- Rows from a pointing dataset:
# # #
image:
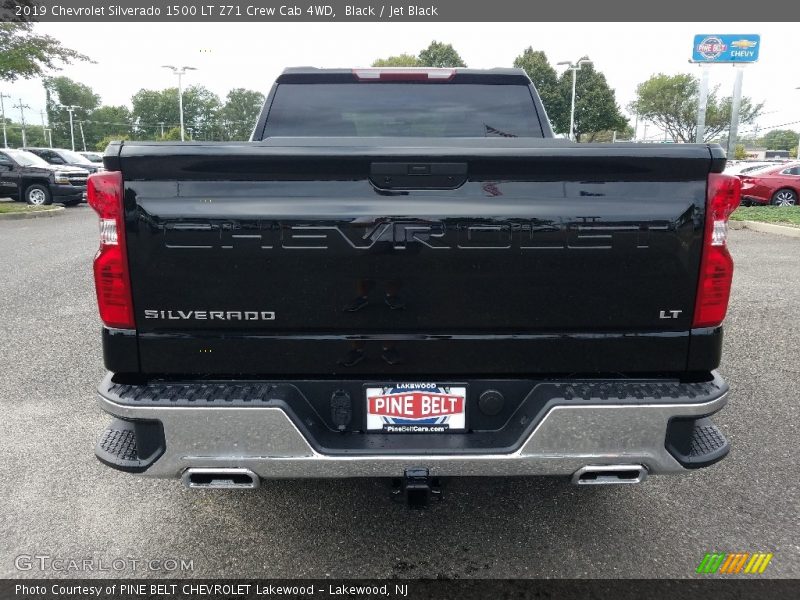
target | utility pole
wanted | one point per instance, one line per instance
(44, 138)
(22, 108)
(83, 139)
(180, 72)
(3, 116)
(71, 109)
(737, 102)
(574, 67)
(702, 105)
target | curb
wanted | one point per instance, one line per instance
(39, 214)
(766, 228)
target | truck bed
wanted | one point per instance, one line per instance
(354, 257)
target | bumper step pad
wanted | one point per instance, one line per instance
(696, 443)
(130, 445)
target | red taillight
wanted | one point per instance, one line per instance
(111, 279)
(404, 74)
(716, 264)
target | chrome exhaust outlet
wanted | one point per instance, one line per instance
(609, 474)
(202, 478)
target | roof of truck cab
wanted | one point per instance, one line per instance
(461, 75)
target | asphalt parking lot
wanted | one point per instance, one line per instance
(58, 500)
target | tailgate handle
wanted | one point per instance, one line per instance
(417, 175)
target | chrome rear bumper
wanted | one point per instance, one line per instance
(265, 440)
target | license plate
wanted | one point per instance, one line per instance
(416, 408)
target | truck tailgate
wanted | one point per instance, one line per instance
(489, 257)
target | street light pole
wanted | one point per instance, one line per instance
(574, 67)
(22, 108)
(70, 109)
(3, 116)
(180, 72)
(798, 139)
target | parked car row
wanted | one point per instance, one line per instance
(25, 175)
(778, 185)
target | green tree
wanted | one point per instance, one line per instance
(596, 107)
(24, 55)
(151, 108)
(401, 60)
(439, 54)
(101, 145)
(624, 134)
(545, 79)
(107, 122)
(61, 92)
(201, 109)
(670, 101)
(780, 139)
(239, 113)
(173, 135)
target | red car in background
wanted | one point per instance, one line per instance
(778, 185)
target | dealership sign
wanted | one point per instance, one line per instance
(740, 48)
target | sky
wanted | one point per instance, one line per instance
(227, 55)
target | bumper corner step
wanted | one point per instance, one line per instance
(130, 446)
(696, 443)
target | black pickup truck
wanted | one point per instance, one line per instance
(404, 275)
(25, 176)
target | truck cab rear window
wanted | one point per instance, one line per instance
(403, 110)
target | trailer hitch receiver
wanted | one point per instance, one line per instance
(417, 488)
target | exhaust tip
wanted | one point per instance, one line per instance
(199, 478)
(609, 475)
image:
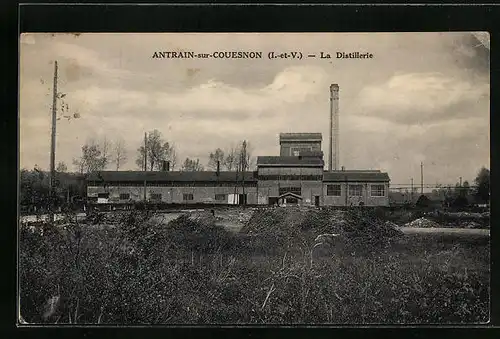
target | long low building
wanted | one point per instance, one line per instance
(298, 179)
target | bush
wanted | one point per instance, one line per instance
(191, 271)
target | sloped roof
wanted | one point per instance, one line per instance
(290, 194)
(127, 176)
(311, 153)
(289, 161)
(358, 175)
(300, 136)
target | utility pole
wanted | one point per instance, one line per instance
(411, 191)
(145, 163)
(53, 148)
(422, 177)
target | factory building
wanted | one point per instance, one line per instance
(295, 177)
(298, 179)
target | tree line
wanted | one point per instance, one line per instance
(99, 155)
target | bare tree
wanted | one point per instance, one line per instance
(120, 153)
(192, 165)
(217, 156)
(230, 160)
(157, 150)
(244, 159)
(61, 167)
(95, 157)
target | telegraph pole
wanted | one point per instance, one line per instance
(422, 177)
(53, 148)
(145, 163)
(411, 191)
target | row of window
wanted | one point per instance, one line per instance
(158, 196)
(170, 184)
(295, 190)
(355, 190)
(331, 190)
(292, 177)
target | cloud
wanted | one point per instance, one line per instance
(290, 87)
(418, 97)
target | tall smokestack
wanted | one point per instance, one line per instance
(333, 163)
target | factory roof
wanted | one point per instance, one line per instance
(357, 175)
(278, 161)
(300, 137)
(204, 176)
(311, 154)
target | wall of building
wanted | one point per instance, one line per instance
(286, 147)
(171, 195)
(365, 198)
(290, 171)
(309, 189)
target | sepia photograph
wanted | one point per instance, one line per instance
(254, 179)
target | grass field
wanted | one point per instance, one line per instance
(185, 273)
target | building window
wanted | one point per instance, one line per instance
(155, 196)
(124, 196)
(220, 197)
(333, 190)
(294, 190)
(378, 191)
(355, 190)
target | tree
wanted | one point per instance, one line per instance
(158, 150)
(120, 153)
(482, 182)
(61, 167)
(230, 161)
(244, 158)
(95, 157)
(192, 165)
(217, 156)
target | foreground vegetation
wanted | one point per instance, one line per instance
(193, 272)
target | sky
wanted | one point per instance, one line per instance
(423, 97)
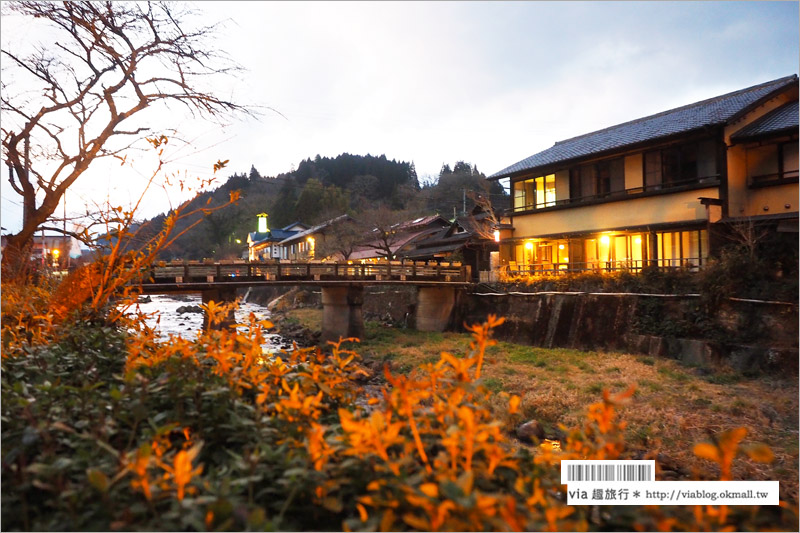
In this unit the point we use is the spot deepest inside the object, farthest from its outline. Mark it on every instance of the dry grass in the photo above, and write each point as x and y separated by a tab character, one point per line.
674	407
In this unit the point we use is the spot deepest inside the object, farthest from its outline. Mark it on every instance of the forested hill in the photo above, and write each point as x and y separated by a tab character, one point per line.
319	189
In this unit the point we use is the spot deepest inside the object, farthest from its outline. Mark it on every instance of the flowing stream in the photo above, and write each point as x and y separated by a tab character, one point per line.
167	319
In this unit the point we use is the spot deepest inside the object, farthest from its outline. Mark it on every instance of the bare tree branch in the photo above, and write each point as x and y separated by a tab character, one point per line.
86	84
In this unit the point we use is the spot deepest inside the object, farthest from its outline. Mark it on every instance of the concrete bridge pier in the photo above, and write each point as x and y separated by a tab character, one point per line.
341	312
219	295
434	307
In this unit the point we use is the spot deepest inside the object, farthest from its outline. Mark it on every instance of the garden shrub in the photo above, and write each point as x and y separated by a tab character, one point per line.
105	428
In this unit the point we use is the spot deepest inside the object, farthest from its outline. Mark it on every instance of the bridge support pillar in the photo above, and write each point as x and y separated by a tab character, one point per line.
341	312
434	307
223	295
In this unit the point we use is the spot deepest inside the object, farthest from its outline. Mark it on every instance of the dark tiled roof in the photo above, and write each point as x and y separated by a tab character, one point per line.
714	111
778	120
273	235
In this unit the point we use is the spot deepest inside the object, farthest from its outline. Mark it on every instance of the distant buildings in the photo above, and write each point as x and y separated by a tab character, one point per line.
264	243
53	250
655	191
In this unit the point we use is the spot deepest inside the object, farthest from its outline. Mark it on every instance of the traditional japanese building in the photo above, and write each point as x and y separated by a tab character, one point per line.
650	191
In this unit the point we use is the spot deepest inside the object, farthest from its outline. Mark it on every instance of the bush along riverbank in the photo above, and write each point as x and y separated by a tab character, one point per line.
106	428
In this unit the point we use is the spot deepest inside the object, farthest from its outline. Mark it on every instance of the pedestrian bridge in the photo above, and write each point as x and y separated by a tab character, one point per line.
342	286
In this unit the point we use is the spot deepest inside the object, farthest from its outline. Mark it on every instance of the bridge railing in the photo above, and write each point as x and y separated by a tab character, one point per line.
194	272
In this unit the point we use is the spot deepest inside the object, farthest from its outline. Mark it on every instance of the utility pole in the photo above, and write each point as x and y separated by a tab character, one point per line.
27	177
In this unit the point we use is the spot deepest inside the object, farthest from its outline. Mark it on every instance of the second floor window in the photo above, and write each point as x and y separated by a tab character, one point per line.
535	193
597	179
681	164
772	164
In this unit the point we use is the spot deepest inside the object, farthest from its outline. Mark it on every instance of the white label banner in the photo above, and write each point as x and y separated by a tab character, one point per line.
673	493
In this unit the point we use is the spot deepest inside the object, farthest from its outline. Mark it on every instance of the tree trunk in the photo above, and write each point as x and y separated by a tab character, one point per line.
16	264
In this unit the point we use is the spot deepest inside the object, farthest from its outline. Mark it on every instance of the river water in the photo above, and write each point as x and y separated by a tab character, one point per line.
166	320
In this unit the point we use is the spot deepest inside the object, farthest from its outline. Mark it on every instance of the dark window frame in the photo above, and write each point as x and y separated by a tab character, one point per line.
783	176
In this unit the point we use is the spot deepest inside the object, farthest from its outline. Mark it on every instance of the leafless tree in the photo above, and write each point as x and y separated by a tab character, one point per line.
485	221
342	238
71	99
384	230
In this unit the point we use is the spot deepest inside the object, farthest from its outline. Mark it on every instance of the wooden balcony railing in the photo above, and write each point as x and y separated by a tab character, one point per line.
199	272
# # #
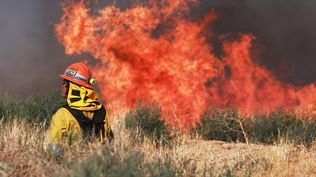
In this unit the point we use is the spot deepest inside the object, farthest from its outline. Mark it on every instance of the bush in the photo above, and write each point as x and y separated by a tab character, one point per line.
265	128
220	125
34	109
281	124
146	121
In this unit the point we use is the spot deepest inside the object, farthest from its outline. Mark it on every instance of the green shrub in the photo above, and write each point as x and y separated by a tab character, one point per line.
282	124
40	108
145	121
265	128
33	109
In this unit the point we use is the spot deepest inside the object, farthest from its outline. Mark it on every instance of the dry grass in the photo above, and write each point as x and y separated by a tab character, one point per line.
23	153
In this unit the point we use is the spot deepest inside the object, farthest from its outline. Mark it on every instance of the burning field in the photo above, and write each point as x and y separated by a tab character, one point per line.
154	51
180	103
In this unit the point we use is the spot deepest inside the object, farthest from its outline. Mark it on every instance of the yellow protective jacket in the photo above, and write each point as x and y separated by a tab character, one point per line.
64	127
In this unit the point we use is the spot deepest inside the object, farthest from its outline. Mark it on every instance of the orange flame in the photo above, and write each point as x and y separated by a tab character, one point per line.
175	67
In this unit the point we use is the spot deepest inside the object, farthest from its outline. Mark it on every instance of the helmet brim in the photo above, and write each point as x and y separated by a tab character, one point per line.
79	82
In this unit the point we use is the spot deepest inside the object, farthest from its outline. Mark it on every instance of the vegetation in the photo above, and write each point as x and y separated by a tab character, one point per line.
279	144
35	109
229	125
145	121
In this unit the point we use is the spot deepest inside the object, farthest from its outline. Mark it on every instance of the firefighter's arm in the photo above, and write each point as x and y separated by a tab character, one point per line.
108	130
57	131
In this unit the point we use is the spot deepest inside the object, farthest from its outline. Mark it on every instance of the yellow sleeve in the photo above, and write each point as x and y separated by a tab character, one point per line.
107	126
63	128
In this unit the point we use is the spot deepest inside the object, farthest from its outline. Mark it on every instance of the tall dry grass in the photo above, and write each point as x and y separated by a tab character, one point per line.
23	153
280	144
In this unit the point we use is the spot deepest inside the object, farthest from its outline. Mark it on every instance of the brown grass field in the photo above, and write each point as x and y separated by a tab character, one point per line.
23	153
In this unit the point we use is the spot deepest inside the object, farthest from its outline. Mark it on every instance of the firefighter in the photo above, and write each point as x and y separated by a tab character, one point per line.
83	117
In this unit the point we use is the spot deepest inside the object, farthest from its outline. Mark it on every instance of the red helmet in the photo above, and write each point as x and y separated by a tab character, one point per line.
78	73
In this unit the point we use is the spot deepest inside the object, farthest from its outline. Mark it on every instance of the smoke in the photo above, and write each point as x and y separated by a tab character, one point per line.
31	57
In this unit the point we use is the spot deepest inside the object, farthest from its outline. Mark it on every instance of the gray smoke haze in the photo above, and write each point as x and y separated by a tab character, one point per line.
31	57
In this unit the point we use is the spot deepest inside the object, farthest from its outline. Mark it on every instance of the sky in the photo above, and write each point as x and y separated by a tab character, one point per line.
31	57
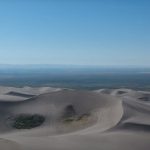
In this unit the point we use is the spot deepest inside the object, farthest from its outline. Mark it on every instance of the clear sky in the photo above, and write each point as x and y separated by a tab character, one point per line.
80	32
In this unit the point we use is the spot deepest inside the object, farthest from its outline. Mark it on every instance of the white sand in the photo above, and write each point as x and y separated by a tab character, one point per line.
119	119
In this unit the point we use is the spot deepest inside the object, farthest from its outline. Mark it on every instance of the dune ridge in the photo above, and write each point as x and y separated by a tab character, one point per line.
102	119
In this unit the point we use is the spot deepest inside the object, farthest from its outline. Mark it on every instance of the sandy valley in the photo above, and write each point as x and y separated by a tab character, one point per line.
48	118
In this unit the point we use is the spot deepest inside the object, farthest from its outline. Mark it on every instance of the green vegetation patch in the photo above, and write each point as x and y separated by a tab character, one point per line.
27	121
# # #
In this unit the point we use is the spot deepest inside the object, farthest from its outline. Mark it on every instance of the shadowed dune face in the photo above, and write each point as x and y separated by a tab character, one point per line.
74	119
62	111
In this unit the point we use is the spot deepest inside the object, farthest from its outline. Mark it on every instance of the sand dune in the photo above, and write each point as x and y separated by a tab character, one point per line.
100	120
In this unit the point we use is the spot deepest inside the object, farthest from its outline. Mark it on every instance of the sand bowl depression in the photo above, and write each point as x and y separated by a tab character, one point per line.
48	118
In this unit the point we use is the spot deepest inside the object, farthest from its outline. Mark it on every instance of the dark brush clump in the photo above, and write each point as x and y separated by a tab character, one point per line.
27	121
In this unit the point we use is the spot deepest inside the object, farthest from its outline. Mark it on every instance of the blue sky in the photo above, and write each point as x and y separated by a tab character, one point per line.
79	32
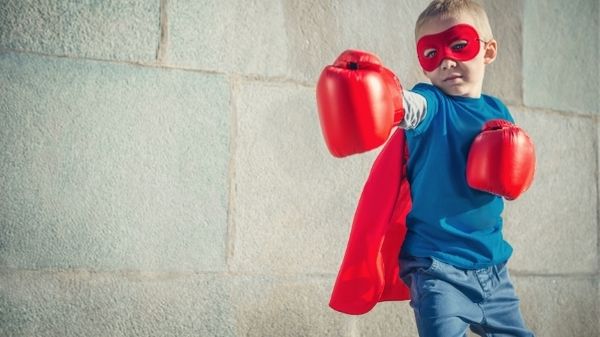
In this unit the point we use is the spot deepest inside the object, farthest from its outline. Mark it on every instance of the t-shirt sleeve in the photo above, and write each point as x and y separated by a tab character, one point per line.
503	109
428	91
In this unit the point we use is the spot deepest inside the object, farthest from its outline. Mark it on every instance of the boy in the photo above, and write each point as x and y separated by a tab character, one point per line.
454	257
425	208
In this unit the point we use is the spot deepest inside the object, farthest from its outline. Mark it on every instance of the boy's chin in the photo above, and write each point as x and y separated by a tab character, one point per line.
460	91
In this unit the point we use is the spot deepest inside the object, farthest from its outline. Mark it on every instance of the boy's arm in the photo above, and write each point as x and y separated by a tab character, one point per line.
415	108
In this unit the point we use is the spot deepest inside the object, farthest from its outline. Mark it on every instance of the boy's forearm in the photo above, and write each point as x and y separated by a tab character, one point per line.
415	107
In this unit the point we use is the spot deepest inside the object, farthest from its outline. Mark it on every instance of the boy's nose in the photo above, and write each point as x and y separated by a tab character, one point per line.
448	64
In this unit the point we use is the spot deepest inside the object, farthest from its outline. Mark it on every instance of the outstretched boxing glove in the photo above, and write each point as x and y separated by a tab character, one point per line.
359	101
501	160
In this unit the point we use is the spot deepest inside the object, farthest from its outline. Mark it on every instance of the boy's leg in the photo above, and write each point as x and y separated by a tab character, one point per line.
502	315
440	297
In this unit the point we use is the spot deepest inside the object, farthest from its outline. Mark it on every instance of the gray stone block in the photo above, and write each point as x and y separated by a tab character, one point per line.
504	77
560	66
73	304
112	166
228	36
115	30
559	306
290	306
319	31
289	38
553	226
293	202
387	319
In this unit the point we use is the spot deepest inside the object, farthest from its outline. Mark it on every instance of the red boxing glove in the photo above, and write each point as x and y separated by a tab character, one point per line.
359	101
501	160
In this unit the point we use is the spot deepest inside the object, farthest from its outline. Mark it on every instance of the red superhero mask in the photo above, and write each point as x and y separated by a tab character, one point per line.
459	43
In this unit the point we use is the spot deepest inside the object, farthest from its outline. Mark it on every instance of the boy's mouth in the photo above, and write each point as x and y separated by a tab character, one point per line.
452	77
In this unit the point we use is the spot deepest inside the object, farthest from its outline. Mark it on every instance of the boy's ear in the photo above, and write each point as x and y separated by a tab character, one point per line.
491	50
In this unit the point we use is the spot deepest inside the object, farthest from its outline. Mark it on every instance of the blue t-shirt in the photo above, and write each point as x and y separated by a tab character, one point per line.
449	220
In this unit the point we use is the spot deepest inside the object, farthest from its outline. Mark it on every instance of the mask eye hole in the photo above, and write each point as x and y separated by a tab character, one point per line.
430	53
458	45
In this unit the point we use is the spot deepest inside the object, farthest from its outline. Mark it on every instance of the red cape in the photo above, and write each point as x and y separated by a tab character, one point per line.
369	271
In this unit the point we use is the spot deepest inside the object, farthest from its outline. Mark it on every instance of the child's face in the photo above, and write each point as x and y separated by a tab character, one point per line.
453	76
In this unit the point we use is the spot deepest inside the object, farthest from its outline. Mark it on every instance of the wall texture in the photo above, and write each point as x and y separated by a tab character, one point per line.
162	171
# # #
- TASK GOAL: Please count the lines in the rows above that contain the string "roof", and reply with only that number.

- WORKED ANSWER: 4